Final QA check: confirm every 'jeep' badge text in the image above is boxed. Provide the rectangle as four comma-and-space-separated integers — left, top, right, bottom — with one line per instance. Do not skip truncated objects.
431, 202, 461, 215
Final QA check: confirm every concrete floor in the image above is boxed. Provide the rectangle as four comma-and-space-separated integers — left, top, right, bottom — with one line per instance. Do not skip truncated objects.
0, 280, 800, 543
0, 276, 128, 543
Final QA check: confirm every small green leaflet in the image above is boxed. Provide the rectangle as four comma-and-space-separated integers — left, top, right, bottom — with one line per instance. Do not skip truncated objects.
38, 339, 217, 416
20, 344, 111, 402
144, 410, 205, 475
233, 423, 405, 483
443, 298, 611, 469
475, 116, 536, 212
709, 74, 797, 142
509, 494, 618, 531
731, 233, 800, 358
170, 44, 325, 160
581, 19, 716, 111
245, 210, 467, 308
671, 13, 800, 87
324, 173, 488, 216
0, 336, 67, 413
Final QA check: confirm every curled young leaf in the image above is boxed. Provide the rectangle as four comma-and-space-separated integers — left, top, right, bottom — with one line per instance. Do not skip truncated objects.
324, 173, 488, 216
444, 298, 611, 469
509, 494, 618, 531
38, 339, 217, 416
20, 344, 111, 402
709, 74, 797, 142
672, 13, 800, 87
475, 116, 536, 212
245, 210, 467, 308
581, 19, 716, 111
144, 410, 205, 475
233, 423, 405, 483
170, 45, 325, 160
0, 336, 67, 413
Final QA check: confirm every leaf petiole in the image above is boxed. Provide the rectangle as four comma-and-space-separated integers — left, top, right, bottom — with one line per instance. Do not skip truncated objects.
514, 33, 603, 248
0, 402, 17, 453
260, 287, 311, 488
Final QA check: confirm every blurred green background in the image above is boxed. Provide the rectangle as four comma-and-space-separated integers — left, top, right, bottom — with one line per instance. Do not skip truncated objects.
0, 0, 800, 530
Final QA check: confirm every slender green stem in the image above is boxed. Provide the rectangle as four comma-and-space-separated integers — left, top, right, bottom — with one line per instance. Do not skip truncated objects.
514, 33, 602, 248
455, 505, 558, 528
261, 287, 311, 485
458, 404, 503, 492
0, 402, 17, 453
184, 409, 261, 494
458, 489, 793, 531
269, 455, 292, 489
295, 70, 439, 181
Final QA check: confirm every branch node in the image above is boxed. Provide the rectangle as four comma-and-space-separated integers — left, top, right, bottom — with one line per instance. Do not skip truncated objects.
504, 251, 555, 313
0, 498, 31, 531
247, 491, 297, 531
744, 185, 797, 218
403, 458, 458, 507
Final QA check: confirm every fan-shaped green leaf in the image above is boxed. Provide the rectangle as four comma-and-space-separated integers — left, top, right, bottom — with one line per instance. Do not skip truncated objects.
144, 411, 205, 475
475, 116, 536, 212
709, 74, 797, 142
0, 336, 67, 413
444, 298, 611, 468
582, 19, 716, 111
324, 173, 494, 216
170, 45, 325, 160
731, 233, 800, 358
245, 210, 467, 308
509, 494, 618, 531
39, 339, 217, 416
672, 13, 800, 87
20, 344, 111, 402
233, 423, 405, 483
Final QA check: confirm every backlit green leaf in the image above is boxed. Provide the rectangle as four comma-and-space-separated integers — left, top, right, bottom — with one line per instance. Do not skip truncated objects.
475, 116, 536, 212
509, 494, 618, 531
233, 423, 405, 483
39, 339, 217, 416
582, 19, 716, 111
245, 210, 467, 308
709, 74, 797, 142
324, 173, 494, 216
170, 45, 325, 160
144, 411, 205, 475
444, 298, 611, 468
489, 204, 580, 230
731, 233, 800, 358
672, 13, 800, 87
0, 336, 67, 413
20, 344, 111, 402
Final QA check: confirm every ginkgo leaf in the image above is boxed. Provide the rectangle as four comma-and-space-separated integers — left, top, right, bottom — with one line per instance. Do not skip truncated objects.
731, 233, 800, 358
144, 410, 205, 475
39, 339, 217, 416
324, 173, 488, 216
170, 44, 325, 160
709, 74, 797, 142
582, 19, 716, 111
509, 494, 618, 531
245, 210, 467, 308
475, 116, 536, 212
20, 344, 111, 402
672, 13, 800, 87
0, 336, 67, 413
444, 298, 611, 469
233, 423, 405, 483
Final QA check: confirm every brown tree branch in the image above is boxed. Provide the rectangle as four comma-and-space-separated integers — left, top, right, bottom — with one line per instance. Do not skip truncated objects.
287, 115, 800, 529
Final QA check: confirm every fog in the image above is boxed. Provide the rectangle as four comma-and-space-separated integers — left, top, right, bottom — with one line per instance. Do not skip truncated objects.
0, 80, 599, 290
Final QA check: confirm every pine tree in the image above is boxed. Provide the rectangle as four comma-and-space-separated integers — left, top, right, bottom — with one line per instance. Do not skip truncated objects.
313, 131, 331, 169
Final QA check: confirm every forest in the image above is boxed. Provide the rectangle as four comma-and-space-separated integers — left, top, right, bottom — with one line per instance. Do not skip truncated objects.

Exercise requirements>
How many lines in the entries above contain the string "tree"? Reply with the number alone.

Exercise answer>
2